● **Required action**: Which lines in the data below contain the string "rule", with uppercase and lowercase counted as different? Pick out each one and copy it in full.

● **Source records**:
• • •

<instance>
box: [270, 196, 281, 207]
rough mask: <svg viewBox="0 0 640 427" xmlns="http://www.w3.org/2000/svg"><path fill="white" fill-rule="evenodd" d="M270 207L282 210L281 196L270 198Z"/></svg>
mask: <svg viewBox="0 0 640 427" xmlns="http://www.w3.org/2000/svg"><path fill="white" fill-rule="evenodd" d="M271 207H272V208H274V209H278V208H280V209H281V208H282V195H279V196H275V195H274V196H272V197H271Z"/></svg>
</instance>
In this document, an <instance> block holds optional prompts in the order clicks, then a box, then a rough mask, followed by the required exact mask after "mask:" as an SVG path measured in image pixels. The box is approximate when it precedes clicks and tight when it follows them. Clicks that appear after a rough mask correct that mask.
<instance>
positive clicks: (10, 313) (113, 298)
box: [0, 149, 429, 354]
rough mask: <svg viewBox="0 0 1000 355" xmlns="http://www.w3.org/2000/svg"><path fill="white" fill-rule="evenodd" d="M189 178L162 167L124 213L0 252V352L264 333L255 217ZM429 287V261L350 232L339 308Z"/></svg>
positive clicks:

• • •

● **Task answer**:
rough mask: <svg viewBox="0 0 640 427" xmlns="http://www.w3.org/2000/svg"><path fill="white" fill-rule="evenodd" d="M270 207L282 210L281 196L270 198Z"/></svg>
mask: <svg viewBox="0 0 640 427" xmlns="http://www.w3.org/2000/svg"><path fill="white" fill-rule="evenodd" d="M271 207H272V208H274V209H278V208H280V209H281V208H282V195H279V196H275V195H274V196H272V197H271Z"/></svg>
rough mask: <svg viewBox="0 0 1000 355" xmlns="http://www.w3.org/2000/svg"><path fill="white" fill-rule="evenodd" d="M189 178L162 167L124 213L0 252V352L264 333L255 217ZM429 287V261L350 232L339 308Z"/></svg>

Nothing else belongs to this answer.